- Text section:
----

If you load a dataset in the console, this doesn’t make it available in your R file. If you load a dataset in your R file, this doesn’t make it available in the console.
To run a line of code from your R file in the console without having to type it in again, put your cursor on the line and press Ctrl-Enter.
You can look up a command in help by putting the cursor on it and pressing F1. Or, in the console, enter in a question mark followed by the name of the command, like ?mean.

Goals

Today’s lab is about finding confidence intervals and doing tests of significance for proportions.

Exercise 1

Today’s dataset is data from the paper Twenty five year follow-up for breast cancer incidence and mortality of the Canadian National Breast Screening Study by A.B. Miller et al. I got the example from OpenIntro Statistics, Section 6.2.3.

The paper describes an experiment conducted over 30 years on about 90,000 women in Canada to study whether mammogram screening helps to reduce death from breast cancer. The women were divided into two groups. For the first five years of the study, the women in the first group received regular mammograms to monitor to try to detect early breast cancers. Women in the second group received regular non-mammorgram screening for breast cancer for five years. In the next 25 years, no further intervention was made in the women’s lives, and the number of cases of breast cancer were recorded for both groups.

The dataset contains the information on these women. Each observation represents one woman. There are two variables, cancer.death and group. The values of cancer.death are "yes" or "no", depending on whether the subject died of cancer over the 25 years of monitoring. The values of group are either "mam" or "ctrl" depending on whether the women received mammograms in the first five years or non-mammogram screening.

Task. Load the dataset into an object called can.study. You can download it from http://www.math.csi.cuny.edu/~maher/teaching/2019/spring/stats/labs/cancer.csv

Exercise 2

Task. Determine the total number of subjects in the "mam" group and in the "ctrl" group. (Recall: the sum command can be used to count the number of observations satisfying some condition.)

Exercise 3

Task. Determine the number within each group who died of cancer. (Hint: to count the number of observations satisfying one condition and satisfying some other condition, use the & operator. See Lab 4, for example.)

Exercise 4

The goal now is to do a two-sample proportion test to try to determine if the two populations of women (those who receive mammogram screening and those who don’t) have different proportions dying of breast cancer.

Task. Write a null and an alternative hypothesis for your test.

Exercise 5

Task. Determine if the conditions for validity of inference for a proportion test are satisfied. (Hint: you should check the conditions using the pooled proportion.

Exercise 6

Task. Carry out the test at a .05 significance level, and state the result.

Here’s some more information about the study from when it first came out: https://www.nytimes.com/2014/02/12/health/study-adds-new-doubts-about-value-of-mammograms.html. This study and others have led to a controversial reconsideration of mammograms: https://www.nytimes.com/2015/10/21/health/breast-cancer-screening-guidelines.html.

Exercise 7

For this exercise, suppose that you want to design a study to determine the proportion of women who will die of breast cancer over the next 25 years. (For example, in the Canadian study, this proportion in the mammogram sample was 1.11% and in the other sample was 1.12%.) Your goal is to determine what sample size is necessary to make the margin of error smaller than 0.1% for a 95% confidence interval.

When doing a problem like this, you have two options: you can do the computation assuming that $p=.5$, the worst-case scenario for the size of the margin of error. Or you can use a prior estimate for $p$.

Task. Determine the sample size to make the margin of error smaller than 0.1% for a 95% confidence interval. Do it first using the worst-case assumption $p=.5$ and then using a better estimate.

----

- What to produce: Turn the paragraph of the statistics lab that begins "The dataset contains the information on these women" into a short list that keeps its main facts.

[Records contained in a dataset]

----

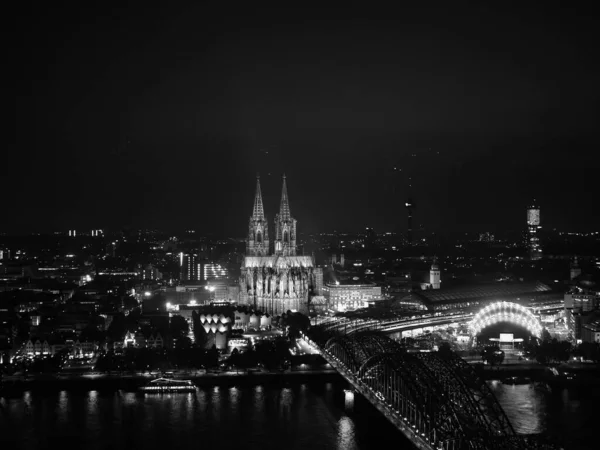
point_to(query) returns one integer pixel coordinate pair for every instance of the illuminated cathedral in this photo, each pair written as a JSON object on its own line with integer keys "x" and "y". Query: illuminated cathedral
{"x": 274, "y": 279}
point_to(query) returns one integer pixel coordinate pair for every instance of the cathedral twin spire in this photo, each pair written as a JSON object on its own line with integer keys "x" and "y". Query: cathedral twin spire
{"x": 259, "y": 212}
{"x": 285, "y": 227}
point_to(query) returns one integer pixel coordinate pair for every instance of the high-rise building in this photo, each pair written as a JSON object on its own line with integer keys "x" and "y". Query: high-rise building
{"x": 533, "y": 226}
{"x": 190, "y": 268}
{"x": 283, "y": 281}
{"x": 434, "y": 276}
{"x": 575, "y": 269}
{"x": 257, "y": 243}
{"x": 285, "y": 227}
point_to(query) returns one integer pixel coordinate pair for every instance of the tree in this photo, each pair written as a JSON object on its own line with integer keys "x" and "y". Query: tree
{"x": 492, "y": 355}
{"x": 444, "y": 350}
{"x": 546, "y": 335}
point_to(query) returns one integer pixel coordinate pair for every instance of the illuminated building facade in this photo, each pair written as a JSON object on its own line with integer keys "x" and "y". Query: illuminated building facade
{"x": 434, "y": 276}
{"x": 285, "y": 227}
{"x": 533, "y": 227}
{"x": 282, "y": 281}
{"x": 190, "y": 268}
{"x": 257, "y": 243}
{"x": 350, "y": 295}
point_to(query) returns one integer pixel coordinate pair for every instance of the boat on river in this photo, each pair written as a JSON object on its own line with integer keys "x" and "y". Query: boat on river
{"x": 516, "y": 380}
{"x": 164, "y": 385}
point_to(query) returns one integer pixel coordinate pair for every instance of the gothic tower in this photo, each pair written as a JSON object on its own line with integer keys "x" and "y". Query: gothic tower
{"x": 285, "y": 227}
{"x": 258, "y": 230}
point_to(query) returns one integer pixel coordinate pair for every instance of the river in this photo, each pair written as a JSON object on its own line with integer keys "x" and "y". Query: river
{"x": 296, "y": 416}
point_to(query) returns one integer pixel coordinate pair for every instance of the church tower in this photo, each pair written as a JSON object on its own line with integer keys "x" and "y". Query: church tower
{"x": 258, "y": 230}
{"x": 434, "y": 275}
{"x": 285, "y": 227}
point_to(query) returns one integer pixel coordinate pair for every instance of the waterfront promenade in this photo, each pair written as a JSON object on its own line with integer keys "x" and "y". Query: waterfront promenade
{"x": 133, "y": 380}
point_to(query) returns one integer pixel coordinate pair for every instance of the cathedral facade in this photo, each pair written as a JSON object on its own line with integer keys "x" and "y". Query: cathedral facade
{"x": 274, "y": 279}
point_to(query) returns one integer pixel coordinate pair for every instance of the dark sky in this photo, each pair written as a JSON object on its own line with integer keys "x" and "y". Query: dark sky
{"x": 162, "y": 117}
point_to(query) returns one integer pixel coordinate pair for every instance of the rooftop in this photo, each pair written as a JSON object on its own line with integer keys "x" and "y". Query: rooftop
{"x": 472, "y": 292}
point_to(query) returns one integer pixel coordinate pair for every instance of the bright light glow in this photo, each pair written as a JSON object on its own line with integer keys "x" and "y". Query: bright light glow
{"x": 506, "y": 312}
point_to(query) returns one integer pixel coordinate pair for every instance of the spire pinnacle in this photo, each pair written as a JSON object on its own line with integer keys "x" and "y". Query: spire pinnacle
{"x": 284, "y": 207}
{"x": 258, "y": 213}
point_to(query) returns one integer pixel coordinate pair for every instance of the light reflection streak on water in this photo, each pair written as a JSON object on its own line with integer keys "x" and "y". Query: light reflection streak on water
{"x": 215, "y": 402}
{"x": 345, "y": 435}
{"x": 234, "y": 398}
{"x": 523, "y": 405}
{"x": 62, "y": 409}
{"x": 259, "y": 400}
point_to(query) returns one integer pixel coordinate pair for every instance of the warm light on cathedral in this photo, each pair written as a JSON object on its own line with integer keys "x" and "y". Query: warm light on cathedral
{"x": 280, "y": 281}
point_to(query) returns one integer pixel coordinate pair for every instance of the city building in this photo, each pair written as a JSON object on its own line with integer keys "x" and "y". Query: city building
{"x": 282, "y": 281}
{"x": 257, "y": 243}
{"x": 351, "y": 294}
{"x": 189, "y": 266}
{"x": 575, "y": 269}
{"x": 285, "y": 227}
{"x": 533, "y": 227}
{"x": 150, "y": 273}
{"x": 590, "y": 332}
{"x": 475, "y": 296}
{"x": 434, "y": 276}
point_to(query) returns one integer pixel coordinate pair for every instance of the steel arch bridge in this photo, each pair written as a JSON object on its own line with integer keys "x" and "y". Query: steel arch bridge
{"x": 439, "y": 402}
{"x": 506, "y": 312}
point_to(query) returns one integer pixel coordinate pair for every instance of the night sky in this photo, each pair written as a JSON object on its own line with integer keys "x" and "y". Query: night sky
{"x": 162, "y": 117}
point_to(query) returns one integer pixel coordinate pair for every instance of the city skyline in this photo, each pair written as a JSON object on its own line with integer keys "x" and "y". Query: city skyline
{"x": 161, "y": 118}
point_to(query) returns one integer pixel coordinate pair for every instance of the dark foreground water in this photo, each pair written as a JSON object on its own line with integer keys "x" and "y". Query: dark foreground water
{"x": 300, "y": 416}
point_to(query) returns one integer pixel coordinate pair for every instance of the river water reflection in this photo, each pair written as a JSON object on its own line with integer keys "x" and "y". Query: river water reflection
{"x": 301, "y": 416}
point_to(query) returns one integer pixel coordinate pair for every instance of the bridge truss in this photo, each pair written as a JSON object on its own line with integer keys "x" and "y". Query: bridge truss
{"x": 442, "y": 400}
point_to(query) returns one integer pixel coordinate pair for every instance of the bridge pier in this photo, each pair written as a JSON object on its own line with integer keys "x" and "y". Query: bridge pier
{"x": 349, "y": 400}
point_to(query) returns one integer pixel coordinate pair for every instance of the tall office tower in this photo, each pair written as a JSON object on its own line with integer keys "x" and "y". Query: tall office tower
{"x": 285, "y": 227}
{"x": 258, "y": 229}
{"x": 409, "y": 205}
{"x": 190, "y": 269}
{"x": 533, "y": 226}
{"x": 575, "y": 269}
{"x": 434, "y": 275}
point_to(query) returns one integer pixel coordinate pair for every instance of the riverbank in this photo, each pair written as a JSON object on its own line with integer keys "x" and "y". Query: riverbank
{"x": 569, "y": 376}
{"x": 133, "y": 382}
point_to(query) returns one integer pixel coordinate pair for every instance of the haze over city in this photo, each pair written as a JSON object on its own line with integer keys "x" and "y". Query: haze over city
{"x": 162, "y": 117}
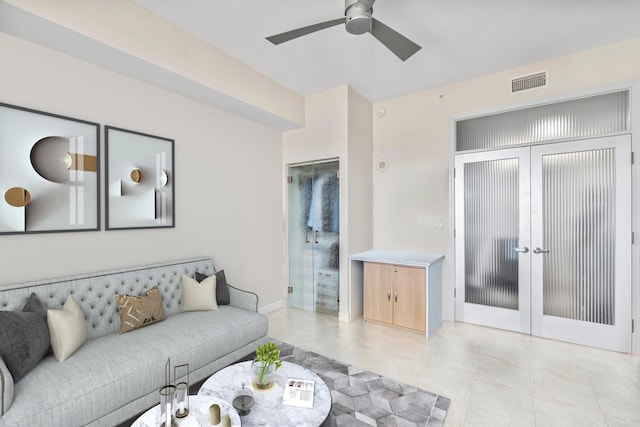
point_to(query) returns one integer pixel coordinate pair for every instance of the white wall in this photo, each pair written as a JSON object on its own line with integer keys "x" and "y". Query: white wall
{"x": 411, "y": 198}
{"x": 228, "y": 170}
{"x": 338, "y": 125}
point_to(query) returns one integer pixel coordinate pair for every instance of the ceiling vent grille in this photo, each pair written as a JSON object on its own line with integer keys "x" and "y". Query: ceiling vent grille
{"x": 532, "y": 81}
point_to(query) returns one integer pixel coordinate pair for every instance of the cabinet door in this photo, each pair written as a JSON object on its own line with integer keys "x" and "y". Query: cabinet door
{"x": 409, "y": 298}
{"x": 378, "y": 282}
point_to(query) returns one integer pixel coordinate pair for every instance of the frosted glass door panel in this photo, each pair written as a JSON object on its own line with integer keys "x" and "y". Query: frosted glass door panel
{"x": 579, "y": 224}
{"x": 581, "y": 239}
{"x": 492, "y": 234}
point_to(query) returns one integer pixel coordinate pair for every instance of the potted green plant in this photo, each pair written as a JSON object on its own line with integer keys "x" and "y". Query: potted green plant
{"x": 264, "y": 366}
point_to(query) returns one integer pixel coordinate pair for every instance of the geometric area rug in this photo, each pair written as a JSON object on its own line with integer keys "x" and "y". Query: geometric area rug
{"x": 363, "y": 398}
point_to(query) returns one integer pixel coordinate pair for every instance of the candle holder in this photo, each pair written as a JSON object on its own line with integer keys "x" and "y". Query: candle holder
{"x": 182, "y": 392}
{"x": 168, "y": 406}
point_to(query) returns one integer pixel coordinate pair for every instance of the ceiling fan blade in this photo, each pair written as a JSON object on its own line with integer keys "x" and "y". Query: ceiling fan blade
{"x": 293, "y": 34}
{"x": 393, "y": 40}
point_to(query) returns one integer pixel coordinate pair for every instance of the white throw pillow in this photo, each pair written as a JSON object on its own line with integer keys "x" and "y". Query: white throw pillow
{"x": 67, "y": 328}
{"x": 199, "y": 296}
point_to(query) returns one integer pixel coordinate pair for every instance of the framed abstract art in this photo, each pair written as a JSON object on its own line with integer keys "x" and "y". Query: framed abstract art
{"x": 140, "y": 188}
{"x": 49, "y": 172}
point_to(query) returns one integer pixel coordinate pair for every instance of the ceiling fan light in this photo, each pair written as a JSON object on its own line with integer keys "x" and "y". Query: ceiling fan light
{"x": 358, "y": 18}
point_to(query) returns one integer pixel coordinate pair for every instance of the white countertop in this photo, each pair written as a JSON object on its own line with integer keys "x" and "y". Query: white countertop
{"x": 394, "y": 257}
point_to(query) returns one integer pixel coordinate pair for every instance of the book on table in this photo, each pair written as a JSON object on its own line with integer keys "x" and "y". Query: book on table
{"x": 298, "y": 392}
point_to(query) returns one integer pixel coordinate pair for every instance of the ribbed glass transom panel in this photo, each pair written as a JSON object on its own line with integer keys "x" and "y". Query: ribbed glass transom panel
{"x": 491, "y": 233}
{"x": 583, "y": 117}
{"x": 579, "y": 231}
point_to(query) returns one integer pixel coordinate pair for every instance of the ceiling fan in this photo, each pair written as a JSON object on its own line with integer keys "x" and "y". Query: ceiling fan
{"x": 358, "y": 20}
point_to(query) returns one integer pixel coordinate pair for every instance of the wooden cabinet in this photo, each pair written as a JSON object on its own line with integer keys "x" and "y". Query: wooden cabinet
{"x": 395, "y": 295}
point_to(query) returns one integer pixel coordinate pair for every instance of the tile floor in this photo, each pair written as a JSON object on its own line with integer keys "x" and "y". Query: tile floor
{"x": 493, "y": 377}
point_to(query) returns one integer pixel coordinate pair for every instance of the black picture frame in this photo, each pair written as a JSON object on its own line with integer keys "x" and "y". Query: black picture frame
{"x": 139, "y": 180}
{"x": 49, "y": 172}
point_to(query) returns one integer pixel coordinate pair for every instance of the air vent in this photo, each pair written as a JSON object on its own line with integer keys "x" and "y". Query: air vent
{"x": 532, "y": 81}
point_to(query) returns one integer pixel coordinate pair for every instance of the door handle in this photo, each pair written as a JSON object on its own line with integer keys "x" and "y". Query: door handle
{"x": 540, "y": 251}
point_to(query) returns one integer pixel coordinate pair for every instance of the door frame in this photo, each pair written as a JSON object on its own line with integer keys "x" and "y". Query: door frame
{"x": 509, "y": 104}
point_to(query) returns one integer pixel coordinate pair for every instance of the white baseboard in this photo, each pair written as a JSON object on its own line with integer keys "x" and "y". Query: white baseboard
{"x": 277, "y": 305}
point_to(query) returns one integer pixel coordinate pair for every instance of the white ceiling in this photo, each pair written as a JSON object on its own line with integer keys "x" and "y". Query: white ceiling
{"x": 460, "y": 39}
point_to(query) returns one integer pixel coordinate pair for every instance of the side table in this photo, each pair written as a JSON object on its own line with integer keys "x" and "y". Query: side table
{"x": 268, "y": 409}
{"x": 198, "y": 413}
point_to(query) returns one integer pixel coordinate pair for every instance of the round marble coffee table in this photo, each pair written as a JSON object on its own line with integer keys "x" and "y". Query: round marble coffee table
{"x": 268, "y": 409}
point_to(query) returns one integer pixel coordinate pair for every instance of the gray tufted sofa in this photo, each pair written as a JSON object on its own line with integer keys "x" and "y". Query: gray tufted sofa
{"x": 114, "y": 376}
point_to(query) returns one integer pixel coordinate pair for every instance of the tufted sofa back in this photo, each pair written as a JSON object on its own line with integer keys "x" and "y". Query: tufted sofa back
{"x": 96, "y": 292}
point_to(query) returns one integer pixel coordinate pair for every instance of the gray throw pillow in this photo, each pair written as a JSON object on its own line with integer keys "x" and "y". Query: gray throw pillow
{"x": 24, "y": 337}
{"x": 222, "y": 291}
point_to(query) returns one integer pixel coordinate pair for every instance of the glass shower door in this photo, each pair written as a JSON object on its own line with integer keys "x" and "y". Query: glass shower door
{"x": 314, "y": 237}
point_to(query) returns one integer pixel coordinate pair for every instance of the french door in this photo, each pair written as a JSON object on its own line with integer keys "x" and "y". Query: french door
{"x": 543, "y": 240}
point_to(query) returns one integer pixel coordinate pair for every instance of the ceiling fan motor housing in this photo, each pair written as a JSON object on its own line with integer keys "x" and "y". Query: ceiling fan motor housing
{"x": 358, "y": 13}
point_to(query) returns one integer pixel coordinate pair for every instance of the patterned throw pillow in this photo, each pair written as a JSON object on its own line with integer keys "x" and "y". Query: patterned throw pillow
{"x": 136, "y": 312}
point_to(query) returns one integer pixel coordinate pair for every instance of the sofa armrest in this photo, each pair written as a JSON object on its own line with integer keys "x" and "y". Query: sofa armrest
{"x": 243, "y": 299}
{"x": 6, "y": 388}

----

- Answer:
- Each observation represents one woman.
- There are two variables: cancer.death and group.
- cancer.death is "yes" or "no", depending on whether the subject died of cancer during the 25 years of monitoring.
- group is "mam" or "ctrl", depending on whether the woman received mammograms or non-mammogram screening in the first five years.